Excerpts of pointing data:
>> START

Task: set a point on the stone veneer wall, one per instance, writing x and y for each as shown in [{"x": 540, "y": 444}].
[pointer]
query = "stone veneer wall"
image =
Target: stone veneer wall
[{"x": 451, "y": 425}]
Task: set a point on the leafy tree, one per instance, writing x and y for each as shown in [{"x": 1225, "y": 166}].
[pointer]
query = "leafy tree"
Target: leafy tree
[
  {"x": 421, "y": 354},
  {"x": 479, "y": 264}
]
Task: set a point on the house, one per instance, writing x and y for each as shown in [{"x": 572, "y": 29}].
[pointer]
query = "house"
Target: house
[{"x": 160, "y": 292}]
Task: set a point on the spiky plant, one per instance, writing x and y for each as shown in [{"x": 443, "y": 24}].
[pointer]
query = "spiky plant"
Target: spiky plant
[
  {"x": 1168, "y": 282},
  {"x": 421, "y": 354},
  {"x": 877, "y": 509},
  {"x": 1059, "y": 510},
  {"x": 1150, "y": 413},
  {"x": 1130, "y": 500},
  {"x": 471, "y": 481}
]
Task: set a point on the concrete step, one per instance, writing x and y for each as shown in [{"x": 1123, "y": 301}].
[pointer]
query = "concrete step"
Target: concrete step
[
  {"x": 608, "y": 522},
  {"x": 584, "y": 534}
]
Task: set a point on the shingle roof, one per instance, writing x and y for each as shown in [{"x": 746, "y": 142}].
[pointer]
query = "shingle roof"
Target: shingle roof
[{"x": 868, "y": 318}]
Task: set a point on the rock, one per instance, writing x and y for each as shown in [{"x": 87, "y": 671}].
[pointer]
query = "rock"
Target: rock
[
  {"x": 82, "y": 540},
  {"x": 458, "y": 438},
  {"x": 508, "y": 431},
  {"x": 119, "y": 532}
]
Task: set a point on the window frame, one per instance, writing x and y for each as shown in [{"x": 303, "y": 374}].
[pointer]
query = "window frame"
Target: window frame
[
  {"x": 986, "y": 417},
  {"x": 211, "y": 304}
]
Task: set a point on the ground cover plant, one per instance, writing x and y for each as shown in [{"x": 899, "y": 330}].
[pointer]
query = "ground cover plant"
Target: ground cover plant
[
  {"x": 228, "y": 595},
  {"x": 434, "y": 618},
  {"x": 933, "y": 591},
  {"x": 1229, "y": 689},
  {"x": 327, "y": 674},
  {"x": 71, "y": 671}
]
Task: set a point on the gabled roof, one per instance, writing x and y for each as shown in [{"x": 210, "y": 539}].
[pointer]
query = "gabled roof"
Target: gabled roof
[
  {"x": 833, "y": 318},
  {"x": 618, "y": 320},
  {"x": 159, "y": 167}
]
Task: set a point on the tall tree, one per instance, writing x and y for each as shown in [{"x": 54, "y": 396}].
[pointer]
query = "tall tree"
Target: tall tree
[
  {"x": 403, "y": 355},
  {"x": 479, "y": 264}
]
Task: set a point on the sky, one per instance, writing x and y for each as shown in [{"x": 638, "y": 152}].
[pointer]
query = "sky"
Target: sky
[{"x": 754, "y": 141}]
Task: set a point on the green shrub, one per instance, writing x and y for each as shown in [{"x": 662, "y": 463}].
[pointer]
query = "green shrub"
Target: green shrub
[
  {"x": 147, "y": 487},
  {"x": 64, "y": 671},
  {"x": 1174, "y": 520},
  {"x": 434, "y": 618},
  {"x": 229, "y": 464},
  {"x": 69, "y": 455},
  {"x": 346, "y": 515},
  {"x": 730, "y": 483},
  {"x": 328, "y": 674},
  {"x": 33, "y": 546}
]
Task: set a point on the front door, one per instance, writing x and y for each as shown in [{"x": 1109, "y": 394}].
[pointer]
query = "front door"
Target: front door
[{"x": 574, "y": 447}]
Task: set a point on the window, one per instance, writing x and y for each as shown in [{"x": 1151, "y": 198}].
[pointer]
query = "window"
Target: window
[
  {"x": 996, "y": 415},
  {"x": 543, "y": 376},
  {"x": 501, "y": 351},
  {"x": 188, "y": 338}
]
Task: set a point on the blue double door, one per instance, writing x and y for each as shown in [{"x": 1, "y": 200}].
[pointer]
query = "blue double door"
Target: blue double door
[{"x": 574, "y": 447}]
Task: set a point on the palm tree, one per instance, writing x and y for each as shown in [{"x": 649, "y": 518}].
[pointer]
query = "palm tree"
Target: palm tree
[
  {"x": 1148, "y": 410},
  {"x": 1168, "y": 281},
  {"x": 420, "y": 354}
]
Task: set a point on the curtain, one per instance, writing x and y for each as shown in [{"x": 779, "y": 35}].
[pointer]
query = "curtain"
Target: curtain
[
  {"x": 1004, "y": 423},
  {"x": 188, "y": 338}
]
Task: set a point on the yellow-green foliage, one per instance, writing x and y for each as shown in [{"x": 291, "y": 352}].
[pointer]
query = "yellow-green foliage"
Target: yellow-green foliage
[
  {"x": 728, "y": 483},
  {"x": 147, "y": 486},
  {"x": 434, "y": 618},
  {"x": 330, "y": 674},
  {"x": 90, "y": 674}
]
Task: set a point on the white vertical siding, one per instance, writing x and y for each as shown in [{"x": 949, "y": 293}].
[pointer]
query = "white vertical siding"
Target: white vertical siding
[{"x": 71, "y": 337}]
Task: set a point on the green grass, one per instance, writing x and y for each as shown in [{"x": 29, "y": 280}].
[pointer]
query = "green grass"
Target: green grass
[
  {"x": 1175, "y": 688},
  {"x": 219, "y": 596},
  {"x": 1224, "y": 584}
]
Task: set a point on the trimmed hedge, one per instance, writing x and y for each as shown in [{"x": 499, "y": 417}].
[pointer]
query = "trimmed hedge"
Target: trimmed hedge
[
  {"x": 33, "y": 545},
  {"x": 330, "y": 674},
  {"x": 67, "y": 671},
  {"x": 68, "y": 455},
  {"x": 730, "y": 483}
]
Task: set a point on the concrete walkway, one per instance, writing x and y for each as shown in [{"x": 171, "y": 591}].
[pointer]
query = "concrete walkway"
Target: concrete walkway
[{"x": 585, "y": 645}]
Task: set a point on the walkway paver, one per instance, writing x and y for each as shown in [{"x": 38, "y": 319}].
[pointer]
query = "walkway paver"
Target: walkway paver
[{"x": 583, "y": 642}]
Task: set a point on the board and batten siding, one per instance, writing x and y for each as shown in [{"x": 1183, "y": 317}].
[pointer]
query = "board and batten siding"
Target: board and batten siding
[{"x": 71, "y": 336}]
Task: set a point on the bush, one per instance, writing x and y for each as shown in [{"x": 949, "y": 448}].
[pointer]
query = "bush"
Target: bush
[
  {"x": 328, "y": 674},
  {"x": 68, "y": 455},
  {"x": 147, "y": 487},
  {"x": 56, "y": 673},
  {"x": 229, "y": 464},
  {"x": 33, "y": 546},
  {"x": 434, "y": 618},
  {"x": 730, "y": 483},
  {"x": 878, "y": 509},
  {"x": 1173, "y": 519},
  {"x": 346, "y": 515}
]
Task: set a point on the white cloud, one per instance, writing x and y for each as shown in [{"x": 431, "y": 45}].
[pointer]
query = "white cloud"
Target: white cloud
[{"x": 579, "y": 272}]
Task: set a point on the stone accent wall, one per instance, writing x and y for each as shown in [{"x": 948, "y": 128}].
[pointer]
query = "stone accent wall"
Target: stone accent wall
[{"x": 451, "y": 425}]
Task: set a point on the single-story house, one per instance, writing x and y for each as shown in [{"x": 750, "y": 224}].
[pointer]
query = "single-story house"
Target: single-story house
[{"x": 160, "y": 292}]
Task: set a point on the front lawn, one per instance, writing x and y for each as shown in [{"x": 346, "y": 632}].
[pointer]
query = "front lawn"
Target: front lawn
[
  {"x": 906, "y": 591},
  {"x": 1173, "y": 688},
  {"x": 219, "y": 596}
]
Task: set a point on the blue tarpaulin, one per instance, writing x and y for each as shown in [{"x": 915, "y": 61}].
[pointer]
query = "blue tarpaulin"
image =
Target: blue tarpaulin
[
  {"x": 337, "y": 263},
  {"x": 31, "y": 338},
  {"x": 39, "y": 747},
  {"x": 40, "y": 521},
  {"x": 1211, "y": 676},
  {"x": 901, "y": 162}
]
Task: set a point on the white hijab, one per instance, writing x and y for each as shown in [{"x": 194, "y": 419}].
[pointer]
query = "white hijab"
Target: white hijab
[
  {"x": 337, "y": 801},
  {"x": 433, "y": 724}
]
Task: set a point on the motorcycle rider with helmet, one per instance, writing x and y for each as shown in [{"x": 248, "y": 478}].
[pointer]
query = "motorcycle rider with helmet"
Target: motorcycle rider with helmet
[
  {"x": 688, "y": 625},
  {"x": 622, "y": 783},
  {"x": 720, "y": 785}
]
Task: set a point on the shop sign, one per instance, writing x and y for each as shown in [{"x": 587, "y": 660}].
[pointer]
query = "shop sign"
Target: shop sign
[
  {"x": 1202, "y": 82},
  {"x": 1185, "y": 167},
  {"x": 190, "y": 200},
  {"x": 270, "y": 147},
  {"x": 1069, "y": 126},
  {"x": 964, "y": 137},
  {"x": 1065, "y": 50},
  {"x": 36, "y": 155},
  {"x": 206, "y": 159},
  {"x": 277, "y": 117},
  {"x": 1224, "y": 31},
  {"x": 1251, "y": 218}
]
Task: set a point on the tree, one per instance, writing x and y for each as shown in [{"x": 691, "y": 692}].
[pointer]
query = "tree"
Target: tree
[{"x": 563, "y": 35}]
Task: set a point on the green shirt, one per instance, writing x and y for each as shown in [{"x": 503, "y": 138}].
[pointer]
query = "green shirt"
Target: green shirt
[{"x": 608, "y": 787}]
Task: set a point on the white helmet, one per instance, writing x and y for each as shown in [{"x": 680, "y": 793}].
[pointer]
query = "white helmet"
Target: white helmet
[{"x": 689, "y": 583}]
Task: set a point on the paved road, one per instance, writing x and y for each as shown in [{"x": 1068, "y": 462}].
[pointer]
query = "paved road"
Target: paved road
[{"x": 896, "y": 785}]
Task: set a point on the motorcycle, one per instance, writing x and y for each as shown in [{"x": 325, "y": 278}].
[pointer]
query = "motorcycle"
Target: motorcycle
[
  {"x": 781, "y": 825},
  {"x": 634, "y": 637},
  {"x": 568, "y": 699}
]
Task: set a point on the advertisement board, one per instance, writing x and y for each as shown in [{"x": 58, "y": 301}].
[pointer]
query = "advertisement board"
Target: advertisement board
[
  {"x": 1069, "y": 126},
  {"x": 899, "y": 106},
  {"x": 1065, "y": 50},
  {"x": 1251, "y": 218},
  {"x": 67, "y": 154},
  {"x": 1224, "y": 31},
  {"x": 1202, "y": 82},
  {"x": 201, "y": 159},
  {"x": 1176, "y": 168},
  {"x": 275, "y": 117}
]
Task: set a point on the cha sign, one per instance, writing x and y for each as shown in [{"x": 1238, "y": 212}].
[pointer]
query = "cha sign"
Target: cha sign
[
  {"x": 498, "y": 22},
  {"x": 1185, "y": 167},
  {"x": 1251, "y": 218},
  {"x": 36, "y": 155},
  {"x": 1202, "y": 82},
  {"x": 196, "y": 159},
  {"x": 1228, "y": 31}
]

>> END

▶ [TO BE DONE]
Find the line that contains "Task: set a point on the cha" in the listing above. Retype it and every line after it up to the last, exactly, and nothing else.

▶ [RESPONSE]
Task: set a point on the cha sign, one per instance, writing x and y for each as shown in [{"x": 1238, "y": 212}].
[pointer]
query = "cha sign"
Target: cha sign
[
  {"x": 498, "y": 22},
  {"x": 1185, "y": 167},
  {"x": 1251, "y": 218},
  {"x": 36, "y": 155},
  {"x": 1202, "y": 82},
  {"x": 196, "y": 159},
  {"x": 1228, "y": 31}
]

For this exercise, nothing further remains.